● SET TASKS:
- A) Reproduce word for word everything in the passage on the cross-Canada train journey from "Main halts in" down to "ranches of Alberta.".
- B) Extend the passage on the cross-Canada train journey, picking up directly after its final sentence.

-- BEGIN TEXT PROVIDED --

With connections, it is possible to travel the full 4200
miles coast to coast from Halifax in the east to Prince Rupert in the west, but
Via's smart, stainless steel "Canadian" - which proudly carries the
legend Train #1 - is still one of THE great train journeys of the world. It
covers the 3000 miles between Toronto and Vancouver and runs three times a
week.
Main halts in between are Sudbury, Winnipeg, Saskatoon,
Edmonton, Jasper and Kamloops although, remarkably, it will also make request
stops for passengers - even singletons - to get on or off at one-moose towns in
the back of beyond.
When Canadian Pacific's first passenger train hissed and
puffed its way across the country and into history in 1886 it took nearly 6
days. Now it takes half that time to trundle across the vast wateryness of
Ontario, the glaciated fur-trading lands of Manitoba, the wheatfield prairies
of Saskatchewan and the cattle ranches of Alberta.

-- END TEXT PROVIDED --
-- BEGIN RECORDS SUPPLIED --

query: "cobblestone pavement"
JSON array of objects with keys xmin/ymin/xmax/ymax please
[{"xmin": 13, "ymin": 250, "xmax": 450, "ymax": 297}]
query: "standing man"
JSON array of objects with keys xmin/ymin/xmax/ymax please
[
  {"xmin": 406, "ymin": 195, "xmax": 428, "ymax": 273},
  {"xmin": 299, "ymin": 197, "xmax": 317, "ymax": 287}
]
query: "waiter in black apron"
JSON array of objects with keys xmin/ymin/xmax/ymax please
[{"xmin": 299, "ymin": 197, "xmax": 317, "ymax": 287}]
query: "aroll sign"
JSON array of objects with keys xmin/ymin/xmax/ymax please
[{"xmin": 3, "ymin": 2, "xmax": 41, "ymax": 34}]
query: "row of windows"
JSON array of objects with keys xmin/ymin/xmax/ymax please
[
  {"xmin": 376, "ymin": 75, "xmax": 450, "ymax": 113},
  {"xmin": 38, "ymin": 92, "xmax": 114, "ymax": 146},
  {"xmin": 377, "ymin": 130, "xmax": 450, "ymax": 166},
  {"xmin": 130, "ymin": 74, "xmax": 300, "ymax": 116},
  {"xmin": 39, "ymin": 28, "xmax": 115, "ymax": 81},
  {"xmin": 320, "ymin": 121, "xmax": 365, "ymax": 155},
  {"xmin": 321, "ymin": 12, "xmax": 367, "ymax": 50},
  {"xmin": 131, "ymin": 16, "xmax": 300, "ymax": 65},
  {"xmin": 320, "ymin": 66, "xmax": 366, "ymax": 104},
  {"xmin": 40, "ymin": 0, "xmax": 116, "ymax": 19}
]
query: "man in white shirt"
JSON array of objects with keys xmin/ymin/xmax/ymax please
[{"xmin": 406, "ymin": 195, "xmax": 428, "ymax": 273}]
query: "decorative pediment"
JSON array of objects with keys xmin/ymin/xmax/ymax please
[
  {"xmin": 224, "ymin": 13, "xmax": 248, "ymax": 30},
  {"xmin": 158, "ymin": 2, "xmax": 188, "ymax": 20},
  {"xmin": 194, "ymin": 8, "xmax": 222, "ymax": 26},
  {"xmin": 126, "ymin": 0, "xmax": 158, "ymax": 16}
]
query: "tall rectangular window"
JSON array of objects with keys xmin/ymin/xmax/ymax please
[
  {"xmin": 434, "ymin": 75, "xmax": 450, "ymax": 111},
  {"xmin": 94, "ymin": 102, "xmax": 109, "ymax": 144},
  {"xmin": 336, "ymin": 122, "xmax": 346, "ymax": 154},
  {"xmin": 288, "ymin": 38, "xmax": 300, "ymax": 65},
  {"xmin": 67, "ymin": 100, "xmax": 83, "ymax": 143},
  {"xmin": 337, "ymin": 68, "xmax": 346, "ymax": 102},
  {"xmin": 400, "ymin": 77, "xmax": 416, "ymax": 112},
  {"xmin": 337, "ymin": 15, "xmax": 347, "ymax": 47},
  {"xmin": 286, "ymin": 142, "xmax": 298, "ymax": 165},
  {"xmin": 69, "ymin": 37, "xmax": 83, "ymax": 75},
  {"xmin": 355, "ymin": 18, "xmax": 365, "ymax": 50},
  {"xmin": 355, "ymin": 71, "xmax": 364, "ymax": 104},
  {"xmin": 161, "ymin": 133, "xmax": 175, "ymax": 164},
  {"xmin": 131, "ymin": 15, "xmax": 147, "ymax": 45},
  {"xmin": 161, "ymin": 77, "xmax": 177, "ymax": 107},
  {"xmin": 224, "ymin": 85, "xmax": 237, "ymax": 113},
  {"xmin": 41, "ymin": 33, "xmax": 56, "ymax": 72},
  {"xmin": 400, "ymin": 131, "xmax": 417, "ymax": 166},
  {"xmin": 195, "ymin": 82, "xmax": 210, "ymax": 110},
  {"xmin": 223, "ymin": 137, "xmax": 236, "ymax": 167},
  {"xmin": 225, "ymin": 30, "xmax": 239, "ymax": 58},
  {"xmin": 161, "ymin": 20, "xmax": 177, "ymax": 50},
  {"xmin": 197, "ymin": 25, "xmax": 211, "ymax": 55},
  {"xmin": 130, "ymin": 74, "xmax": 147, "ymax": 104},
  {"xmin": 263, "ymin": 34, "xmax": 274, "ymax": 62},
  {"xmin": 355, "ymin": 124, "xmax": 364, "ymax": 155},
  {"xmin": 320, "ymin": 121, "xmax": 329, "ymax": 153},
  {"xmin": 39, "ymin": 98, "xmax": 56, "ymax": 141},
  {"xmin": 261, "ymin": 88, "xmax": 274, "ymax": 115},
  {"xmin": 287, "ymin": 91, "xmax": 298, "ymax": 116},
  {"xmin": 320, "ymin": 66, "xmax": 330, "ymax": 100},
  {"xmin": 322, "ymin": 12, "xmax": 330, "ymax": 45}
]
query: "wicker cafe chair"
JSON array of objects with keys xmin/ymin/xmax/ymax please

-- END RECORDS SUPPLIED --

● PER-TASK ANSWERS:
- A)
Main halts in between are Sudbury, Winnipeg, Saskatoon,
Edmonton, Jasper and Kamloops although, remarkably, it will also make request
stops for passengers - even singletons - to get on or off at one-moose towns in
the back of beyond.
When Canadian Pacific's first passenger train hissed and
puffed its way across the country and into history in 1886 it took nearly 6
days. Now it takes half that time to trundle across the vast wateryness of
Ontario, the glaciated fur-trading lands of Manitoba, the wheatfield prairies
of Saskatchewan and the cattle ranches of Alberta.

- B)
In the Rockies, the line follows much of the original path
through the Yellowhead Pass with spectacular views of snowy mountain tops and
icy rivers, before snaking down into British Columbia through the forested
lower peaks of the Caribou, Monashee and Columbia ranges.
Although it has mostly back-tracked out of railways since
the 1960s, Canadian Pacific is one of the wealthiest companies in Canada. Its
name is practically an institution and its history is entwined like ivy round
the progress of the nation.
At one time or another it has owned more than 36 million
acres of the place (that's roughly equivalent to the size of......... ) and
part of its brief in those early days was to act more like a government
development agency in bringing out settlers to the now-prosperous west coast.
Over the years its tentacles have stretched by vertical
integration into most things connected with travel, shipping and freight.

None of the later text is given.